Output the stretch from the line containing "Where can you see the dog's muzzle?" through the line containing "<point>501,256</point>" as a Markdown table with the columns Row and Line, numbering each row and leaving out any blank lines.
*** Exercise input ***
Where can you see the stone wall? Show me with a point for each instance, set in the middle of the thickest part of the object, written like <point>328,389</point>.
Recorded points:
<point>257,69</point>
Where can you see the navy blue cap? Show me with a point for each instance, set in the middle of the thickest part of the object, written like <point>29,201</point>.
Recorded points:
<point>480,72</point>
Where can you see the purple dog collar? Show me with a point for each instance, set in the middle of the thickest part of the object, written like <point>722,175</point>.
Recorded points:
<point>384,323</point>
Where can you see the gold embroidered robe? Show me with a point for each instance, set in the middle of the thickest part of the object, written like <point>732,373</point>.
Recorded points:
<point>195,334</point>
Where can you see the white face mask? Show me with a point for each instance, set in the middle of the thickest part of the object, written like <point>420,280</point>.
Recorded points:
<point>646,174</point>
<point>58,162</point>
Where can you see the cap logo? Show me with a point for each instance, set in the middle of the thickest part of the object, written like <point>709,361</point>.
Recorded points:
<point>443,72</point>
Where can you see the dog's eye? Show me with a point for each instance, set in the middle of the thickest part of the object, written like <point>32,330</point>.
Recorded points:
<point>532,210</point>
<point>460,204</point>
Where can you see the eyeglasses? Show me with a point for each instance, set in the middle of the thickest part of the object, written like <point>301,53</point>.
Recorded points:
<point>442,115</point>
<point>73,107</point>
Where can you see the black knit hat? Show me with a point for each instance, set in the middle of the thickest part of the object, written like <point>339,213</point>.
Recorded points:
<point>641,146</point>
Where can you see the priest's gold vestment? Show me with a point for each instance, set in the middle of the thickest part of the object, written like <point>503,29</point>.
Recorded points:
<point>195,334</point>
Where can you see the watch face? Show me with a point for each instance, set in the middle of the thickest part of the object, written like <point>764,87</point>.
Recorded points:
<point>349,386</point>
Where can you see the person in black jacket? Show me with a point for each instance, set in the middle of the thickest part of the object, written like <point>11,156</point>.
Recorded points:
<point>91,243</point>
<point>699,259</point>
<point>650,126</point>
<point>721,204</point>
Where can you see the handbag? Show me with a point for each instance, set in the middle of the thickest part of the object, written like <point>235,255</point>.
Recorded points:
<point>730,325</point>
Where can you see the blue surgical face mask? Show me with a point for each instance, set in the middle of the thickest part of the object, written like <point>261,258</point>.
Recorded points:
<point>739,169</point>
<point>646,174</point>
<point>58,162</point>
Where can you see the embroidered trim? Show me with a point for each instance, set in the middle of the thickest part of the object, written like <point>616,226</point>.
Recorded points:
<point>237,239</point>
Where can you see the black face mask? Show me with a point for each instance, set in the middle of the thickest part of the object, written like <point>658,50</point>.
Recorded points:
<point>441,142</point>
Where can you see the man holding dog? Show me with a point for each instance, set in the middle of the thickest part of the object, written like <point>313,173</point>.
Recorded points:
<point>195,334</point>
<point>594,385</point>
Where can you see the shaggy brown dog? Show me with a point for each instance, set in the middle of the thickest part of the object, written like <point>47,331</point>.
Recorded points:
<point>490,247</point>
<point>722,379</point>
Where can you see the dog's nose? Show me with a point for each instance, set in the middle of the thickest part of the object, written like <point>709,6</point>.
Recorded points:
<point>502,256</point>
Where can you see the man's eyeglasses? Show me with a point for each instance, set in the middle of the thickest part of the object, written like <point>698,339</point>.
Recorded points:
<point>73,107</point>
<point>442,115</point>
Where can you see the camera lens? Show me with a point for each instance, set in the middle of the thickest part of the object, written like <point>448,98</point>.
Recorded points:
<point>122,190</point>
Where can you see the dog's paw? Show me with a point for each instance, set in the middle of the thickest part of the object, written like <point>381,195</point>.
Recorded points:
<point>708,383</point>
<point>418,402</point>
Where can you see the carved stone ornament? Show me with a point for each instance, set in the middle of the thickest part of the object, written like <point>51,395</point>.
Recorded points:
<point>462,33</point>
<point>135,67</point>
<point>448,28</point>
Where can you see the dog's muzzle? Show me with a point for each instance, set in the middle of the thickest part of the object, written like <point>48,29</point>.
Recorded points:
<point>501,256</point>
***
*** Exercise input ***
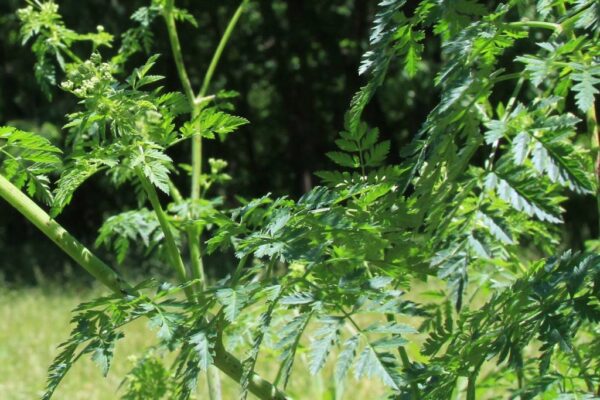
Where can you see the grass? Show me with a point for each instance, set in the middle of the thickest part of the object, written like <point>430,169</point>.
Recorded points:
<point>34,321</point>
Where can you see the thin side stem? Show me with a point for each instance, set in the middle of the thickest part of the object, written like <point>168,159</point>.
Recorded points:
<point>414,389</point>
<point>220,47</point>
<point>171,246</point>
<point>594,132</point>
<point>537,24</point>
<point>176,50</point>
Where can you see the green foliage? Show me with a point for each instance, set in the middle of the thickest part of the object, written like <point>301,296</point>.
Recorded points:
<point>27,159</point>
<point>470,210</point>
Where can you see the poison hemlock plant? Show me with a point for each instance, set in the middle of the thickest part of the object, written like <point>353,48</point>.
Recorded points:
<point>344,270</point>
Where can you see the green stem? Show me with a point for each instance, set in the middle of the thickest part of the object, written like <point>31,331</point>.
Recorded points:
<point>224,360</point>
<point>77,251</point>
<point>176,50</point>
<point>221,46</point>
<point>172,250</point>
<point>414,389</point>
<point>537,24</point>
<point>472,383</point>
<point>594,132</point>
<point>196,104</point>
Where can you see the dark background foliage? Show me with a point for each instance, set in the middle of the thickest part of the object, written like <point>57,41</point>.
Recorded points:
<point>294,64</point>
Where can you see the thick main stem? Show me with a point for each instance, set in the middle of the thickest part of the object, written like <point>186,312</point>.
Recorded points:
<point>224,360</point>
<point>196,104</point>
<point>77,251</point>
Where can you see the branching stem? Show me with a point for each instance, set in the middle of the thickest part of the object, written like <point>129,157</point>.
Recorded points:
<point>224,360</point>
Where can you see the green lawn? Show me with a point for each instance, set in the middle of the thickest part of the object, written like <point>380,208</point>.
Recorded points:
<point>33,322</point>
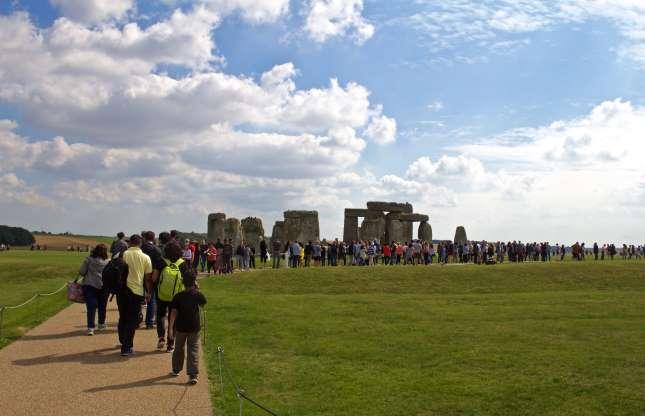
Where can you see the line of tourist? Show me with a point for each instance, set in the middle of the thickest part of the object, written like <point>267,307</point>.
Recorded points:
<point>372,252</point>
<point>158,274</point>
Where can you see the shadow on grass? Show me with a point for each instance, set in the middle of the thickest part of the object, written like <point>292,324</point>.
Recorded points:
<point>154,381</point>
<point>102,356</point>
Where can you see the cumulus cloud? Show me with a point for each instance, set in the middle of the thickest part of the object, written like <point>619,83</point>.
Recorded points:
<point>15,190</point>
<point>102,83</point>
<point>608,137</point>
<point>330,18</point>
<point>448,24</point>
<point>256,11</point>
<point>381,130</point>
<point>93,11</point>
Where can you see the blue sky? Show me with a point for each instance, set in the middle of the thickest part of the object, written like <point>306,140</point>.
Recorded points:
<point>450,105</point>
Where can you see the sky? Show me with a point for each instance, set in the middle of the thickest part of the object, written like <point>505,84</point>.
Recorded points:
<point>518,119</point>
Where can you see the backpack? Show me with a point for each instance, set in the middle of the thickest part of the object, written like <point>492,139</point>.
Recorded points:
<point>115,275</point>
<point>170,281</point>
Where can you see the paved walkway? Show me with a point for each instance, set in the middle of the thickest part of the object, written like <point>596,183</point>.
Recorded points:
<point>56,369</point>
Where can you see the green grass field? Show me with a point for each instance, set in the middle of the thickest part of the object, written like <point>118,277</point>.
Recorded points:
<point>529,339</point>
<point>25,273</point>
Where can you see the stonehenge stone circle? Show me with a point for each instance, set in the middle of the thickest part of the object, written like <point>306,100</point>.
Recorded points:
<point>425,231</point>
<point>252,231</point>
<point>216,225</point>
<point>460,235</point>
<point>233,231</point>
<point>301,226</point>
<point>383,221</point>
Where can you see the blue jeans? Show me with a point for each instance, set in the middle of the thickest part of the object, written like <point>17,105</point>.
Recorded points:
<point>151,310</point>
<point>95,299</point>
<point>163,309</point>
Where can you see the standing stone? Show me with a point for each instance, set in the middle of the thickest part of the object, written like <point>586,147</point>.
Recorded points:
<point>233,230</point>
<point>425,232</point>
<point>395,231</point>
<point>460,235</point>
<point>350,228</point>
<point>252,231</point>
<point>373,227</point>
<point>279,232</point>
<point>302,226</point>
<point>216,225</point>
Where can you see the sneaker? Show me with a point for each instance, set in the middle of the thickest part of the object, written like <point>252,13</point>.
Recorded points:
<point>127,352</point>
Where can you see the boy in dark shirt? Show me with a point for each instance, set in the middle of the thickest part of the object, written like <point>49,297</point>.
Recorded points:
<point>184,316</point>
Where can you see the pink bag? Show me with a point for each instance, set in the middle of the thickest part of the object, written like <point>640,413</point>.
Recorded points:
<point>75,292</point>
***
Full answer ::
| Row | Line |
|---|---|
| 1 | Where can you see the dog's muzzle? Show me with a point for each instance, set in the middle of the thickest part of the object, written like <point>48,29</point>. |
| 2 | Recorded points: |
| 3 | <point>501,256</point> |